**Exercise details**
Only these lines of the data below are wanted: the one with "Mark the purple", the one with "Target: tree branch", and any lines between them, each repeated exactly.

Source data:
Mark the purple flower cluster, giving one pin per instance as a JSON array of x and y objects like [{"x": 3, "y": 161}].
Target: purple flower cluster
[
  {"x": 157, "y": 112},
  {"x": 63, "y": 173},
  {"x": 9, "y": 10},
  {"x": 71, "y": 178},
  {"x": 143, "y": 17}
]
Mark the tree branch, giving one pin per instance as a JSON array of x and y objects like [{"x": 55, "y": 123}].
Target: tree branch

==

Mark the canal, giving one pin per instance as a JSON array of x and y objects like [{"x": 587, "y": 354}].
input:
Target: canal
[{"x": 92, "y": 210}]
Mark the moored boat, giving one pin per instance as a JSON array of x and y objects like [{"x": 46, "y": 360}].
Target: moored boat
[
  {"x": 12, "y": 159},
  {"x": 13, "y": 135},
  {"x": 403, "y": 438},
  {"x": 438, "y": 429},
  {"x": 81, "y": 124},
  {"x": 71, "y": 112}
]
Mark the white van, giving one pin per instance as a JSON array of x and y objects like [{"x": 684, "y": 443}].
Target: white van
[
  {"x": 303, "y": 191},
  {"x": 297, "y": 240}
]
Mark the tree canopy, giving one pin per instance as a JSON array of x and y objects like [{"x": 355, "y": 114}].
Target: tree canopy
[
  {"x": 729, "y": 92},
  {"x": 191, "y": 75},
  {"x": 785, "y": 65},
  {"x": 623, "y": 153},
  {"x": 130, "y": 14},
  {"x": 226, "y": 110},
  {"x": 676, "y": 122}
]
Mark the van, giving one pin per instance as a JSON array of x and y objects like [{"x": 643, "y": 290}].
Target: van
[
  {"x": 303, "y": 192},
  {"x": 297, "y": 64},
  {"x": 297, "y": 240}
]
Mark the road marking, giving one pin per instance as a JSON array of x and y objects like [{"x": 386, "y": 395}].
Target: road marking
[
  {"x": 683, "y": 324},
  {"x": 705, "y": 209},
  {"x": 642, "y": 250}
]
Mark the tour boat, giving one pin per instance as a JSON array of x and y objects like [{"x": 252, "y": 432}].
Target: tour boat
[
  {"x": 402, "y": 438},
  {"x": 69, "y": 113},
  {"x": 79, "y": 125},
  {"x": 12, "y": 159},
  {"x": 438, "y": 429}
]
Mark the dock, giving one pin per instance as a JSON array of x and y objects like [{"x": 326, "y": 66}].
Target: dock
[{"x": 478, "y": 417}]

**Task result**
Mark the purple flower cluster, giving one pin per instance as a JSON array of x and y objects like [{"x": 3, "y": 161}].
Target: purple flower cluster
[
  {"x": 157, "y": 112},
  {"x": 63, "y": 173},
  {"x": 9, "y": 10},
  {"x": 71, "y": 178},
  {"x": 143, "y": 17}
]
Mark the tree branch, giving one pin per instance as a JSON array of x and y objects like [{"x": 55, "y": 123}].
Target: tree branch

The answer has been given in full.